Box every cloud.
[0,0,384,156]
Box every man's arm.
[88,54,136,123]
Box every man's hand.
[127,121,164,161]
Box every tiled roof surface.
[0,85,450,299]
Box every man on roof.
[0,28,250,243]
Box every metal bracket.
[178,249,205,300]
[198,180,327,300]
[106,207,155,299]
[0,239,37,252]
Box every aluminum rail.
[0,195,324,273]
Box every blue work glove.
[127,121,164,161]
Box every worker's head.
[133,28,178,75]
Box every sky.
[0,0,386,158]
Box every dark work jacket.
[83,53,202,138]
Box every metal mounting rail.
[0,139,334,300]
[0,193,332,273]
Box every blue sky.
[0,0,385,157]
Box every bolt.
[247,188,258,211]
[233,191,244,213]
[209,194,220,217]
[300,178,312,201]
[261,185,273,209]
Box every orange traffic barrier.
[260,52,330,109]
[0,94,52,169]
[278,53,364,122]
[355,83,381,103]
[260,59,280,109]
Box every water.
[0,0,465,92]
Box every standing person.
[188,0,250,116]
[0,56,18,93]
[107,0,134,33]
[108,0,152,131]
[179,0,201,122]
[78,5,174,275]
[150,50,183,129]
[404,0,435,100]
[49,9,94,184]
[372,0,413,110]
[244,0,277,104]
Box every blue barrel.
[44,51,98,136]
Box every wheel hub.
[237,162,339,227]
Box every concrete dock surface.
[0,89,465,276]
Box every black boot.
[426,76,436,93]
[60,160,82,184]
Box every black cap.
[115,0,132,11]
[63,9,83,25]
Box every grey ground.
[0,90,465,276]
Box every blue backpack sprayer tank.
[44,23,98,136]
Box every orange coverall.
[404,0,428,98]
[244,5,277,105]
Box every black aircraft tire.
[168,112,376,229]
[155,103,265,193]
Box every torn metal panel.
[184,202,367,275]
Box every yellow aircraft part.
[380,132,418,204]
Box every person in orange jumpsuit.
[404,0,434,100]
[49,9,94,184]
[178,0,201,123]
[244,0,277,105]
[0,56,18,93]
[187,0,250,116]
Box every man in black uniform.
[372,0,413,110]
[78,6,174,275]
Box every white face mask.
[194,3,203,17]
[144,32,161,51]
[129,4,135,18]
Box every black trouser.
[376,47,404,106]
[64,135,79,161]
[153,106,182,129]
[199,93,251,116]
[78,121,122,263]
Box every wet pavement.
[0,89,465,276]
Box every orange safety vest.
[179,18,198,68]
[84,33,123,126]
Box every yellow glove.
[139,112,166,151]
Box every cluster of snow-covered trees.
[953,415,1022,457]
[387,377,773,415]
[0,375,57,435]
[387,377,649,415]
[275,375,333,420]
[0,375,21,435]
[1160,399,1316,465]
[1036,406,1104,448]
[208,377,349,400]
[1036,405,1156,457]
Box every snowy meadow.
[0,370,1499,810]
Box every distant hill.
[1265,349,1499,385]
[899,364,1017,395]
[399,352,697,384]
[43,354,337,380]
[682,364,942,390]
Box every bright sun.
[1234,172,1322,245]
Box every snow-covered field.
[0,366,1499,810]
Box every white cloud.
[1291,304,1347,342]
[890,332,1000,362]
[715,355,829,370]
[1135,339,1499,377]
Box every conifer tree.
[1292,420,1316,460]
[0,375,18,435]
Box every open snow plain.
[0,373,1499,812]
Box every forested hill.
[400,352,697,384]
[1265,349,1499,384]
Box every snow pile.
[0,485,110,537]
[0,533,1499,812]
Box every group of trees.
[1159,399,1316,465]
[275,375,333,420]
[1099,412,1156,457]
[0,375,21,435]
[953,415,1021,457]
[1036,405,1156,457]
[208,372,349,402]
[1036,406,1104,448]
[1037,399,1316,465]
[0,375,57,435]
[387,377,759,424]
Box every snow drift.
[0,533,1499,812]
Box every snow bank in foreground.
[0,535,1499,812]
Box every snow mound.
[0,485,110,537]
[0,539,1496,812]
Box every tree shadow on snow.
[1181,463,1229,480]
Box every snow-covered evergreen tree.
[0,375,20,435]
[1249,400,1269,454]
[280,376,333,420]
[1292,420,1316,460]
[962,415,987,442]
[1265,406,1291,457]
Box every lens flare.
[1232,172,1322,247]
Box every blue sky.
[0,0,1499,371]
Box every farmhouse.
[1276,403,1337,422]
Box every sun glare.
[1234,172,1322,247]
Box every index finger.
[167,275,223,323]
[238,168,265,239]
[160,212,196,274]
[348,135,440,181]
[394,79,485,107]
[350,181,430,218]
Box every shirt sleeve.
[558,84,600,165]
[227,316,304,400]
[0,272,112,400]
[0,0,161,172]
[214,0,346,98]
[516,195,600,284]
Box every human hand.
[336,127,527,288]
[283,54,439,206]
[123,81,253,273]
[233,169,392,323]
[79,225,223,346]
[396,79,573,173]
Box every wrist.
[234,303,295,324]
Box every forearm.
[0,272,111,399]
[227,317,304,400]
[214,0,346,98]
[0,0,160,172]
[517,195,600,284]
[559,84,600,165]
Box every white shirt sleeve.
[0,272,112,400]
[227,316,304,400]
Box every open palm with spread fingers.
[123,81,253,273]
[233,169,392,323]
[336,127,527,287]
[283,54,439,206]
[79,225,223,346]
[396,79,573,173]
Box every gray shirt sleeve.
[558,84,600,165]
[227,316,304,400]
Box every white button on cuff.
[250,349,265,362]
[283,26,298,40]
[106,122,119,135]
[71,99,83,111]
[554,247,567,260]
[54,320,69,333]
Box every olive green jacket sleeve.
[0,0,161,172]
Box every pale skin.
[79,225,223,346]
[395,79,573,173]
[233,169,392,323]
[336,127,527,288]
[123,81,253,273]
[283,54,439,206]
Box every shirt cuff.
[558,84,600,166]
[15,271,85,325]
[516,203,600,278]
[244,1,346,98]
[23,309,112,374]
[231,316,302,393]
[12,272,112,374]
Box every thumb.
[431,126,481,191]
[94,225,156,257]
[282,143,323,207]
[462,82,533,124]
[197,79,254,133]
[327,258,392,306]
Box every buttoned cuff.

## Stated goal:
Copy the data character for character, from its beginning through the line containing "[155,103,265,193]", including that line.

## Exercise result:
Box every cloud.
[0,0,384,156]
Box every man's arm.
[88,54,136,123]
Box every man's hand.
[127,121,164,161]
Box every tiled roof surface.
[0,85,450,299]
Box every man on roof.
[0,28,250,243]
Box every metal bracket.
[178,249,205,300]
[198,180,327,300]
[106,207,155,299]
[0,239,37,252]
Box every aluminum rail.
[0,195,324,273]
Box every blue work glove.
[127,121,164,161]
Box every worker's head.
[133,28,178,75]
Box every sky.
[0,0,386,158]
Box every dark work jacket.
[83,53,202,138]
Box every metal mounting rail.
[0,139,334,300]
[0,193,332,273]
Box every blue sky.
[0,0,385,157]
Box every bolt.
[247,188,258,211]
[233,191,244,213]
[209,194,220,217]
[300,178,312,201]
[261,185,273,209]
Box every orange traffic barrier.
[260,52,330,109]
[0,94,52,169]
[278,53,364,122]
[355,83,381,103]
[260,59,280,109]
Box every water.
[0,0,465,92]
Box every standing person.
[188,0,250,116]
[0,56,18,93]
[107,0,134,33]
[108,0,152,131]
[179,0,201,122]
[78,5,174,275]
[150,50,183,129]
[404,0,435,100]
[49,9,94,184]
[372,0,413,110]
[244,0,277,104]
Box every blue barrel.
[44,51,98,136]
Box every wheel hub.
[237,162,339,227]
Box every concrete dock surface.
[0,89,465,276]
Box every black boot.
[426,76,436,93]
[60,160,82,184]
Box every black cap.
[115,0,132,11]
[63,9,83,25]
Box every grey ground.
[0,90,465,276]
Box every blue backpack sprayer tank.
[44,23,98,136]
Box every orange coverall.
[404,0,428,98]
[244,5,277,105]
Box every black aircraft tire.
[168,112,376,229]
[155,103,265,193]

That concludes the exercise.